*Work required*
Count lines holding the string "tree" in the data that follows. Reply with one number only.

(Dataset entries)
--
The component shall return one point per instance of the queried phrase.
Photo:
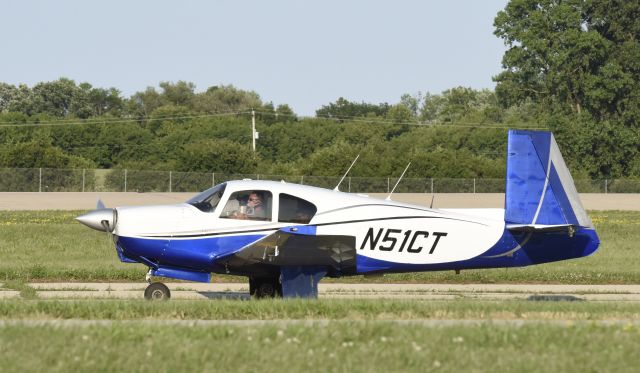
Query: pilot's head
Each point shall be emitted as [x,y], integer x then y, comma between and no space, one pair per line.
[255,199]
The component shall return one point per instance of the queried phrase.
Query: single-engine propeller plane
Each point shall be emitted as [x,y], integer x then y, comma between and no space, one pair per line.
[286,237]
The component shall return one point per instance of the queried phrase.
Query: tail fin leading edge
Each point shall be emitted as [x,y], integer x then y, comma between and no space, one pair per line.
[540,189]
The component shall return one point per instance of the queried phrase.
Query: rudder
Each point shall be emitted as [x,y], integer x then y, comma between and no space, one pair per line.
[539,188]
--
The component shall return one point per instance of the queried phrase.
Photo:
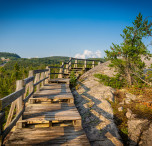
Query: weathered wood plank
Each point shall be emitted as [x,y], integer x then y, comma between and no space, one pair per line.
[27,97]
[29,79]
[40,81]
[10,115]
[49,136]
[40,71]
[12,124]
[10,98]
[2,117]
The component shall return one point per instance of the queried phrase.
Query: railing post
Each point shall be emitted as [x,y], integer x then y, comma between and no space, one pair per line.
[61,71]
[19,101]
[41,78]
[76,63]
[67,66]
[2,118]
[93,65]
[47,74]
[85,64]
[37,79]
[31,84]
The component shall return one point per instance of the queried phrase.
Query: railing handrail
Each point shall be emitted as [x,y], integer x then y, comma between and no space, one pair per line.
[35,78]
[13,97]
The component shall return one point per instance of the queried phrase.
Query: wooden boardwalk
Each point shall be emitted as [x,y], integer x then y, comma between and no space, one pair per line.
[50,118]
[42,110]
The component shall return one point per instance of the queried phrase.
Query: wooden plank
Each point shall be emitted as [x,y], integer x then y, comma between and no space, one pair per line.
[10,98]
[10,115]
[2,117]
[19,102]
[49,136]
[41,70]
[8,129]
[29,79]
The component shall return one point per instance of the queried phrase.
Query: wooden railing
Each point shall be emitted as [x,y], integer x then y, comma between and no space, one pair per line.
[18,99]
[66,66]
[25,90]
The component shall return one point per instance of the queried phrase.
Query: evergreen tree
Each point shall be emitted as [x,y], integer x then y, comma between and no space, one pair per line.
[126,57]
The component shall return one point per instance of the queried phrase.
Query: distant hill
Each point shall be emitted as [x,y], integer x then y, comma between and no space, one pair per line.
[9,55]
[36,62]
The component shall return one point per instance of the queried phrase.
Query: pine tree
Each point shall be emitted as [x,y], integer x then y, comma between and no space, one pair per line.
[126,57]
--
*Task response*
2